• The records:
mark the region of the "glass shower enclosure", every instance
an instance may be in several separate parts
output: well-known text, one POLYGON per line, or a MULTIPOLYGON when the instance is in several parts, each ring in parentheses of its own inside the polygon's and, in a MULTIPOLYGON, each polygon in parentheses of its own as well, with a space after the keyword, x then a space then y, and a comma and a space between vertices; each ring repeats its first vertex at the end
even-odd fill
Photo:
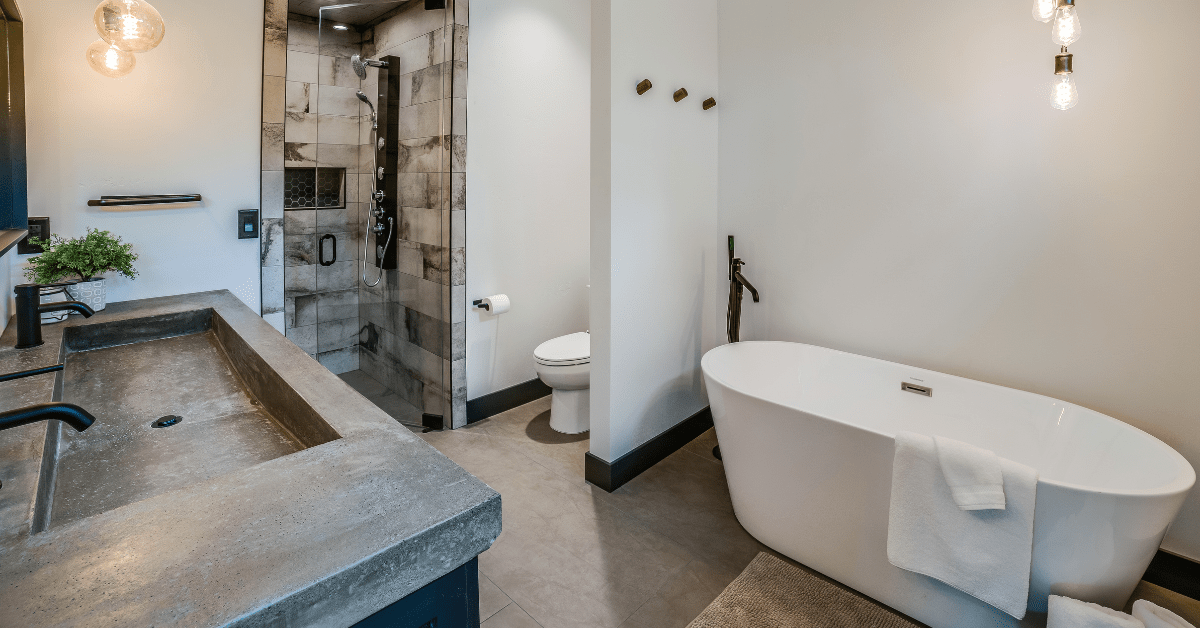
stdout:
POLYGON ((287 335, 414 428, 450 425, 453 9, 289 4, 287 335))

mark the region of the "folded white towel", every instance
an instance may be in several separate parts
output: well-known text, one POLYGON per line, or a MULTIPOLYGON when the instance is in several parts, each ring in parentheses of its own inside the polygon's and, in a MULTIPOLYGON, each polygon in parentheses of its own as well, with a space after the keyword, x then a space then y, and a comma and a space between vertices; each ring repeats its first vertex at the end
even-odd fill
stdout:
POLYGON ((1179 615, 1149 600, 1134 602, 1133 616, 1140 619, 1146 628, 1196 628, 1179 615))
POLYGON ((1046 628, 1145 628, 1142 622, 1091 602, 1051 595, 1046 628))
POLYGON ((954 503, 963 510, 1004 510, 1004 474, 1000 457, 951 438, 934 436, 942 475, 954 503))
POLYGON ((937 444, 896 435, 888 560, 1021 619, 1029 598, 1037 471, 1000 459, 1004 510, 962 510, 938 462, 937 444))

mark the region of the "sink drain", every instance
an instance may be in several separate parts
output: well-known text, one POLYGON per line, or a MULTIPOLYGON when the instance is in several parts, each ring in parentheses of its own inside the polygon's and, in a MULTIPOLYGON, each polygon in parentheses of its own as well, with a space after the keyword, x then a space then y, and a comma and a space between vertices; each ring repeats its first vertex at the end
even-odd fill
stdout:
POLYGON ((171 427, 172 425, 179 425, 182 422, 183 417, 170 414, 151 423, 150 427, 171 427))

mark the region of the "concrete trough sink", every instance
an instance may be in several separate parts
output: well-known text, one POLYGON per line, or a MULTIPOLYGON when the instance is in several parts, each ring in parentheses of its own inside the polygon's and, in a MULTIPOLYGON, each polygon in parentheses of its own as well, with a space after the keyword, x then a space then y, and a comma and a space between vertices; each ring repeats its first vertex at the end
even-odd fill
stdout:
POLYGON ((352 626, 500 534, 498 493, 227 291, 43 337, 0 336, 0 372, 65 364, 0 411, 97 420, 0 432, 0 626, 352 626))

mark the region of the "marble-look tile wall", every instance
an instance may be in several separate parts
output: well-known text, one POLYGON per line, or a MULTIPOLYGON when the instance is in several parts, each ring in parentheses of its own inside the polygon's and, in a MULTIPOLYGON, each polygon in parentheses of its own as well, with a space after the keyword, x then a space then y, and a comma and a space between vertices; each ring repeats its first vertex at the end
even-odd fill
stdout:
POLYGON ((262 315, 280 332, 283 297, 284 99, 287 77, 287 0, 265 0, 263 19, 262 188, 259 242, 262 315))
POLYGON ((439 414, 454 427, 466 424, 467 7, 459 3, 451 24, 418 3, 363 33, 364 54, 395 57, 402 75, 399 268, 361 288, 362 370, 417 419, 439 414))
POLYGON ((364 112, 350 66, 361 35, 353 28, 320 32, 314 18, 298 14, 287 16, 287 26, 283 166, 344 170, 345 207, 284 211, 284 328, 321 364, 345 373, 359 368, 359 192, 370 168, 362 165, 364 112), (336 259, 330 265, 318 259, 322 239, 325 260, 336 259))
MULTIPOLYGON (((466 424, 465 0, 454 15, 407 11, 359 33, 326 29, 266 0, 263 61, 263 317, 334 372, 361 368, 424 412, 466 424), (404 74, 400 129, 399 269, 370 288, 358 280, 371 190, 366 107, 377 71, 362 82, 349 57, 395 56, 404 74), (284 174, 345 168, 346 209, 284 209, 284 174), (317 243, 337 237, 338 262, 318 264, 317 243)), ((367 251, 374 250, 374 240, 367 251)), ((377 272, 370 267, 373 278, 377 272)))

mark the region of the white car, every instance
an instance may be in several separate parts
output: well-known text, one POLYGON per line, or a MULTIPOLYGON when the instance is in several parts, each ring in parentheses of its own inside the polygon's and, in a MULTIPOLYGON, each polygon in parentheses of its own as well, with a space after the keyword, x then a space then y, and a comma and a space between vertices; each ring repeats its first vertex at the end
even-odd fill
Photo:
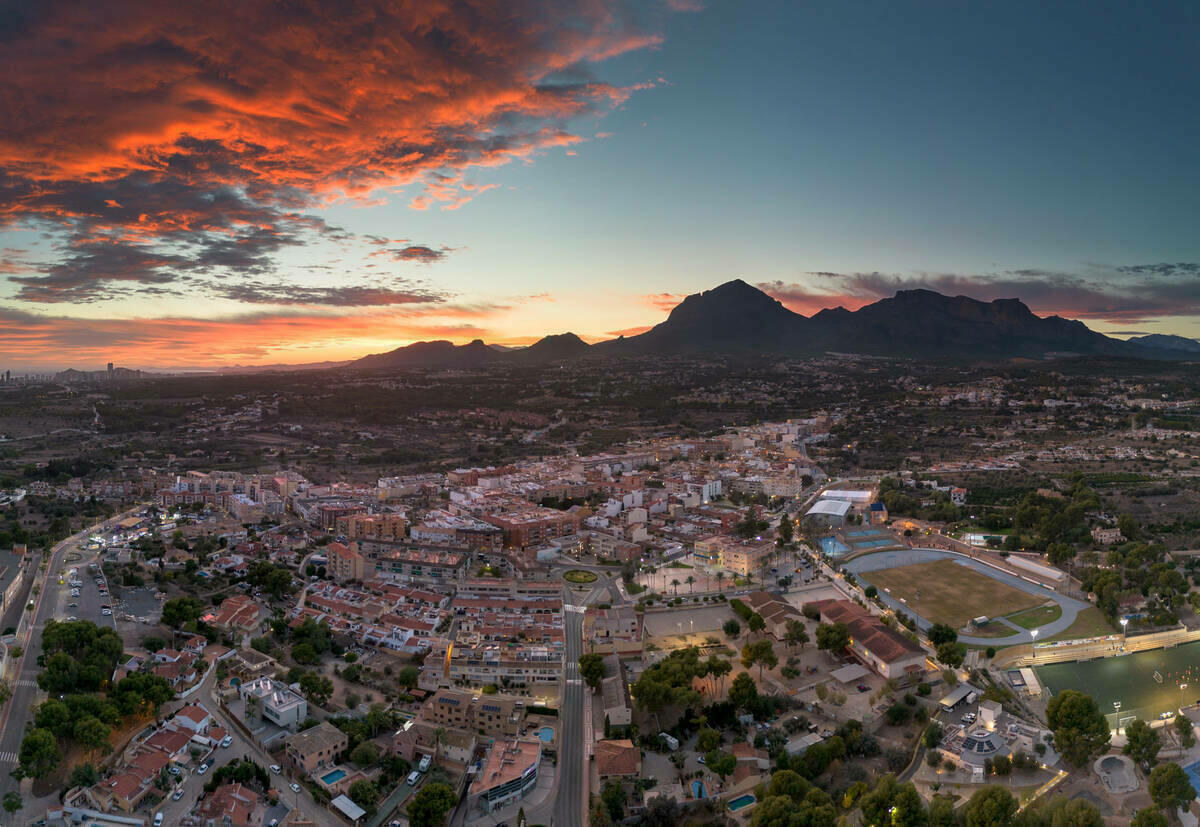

• What you should do:
All lines above containing the string "sink": copy each one.

• Written solution:
mark the region of the "sink drain", every instance
mark the region of the "concrete trough sink", every instance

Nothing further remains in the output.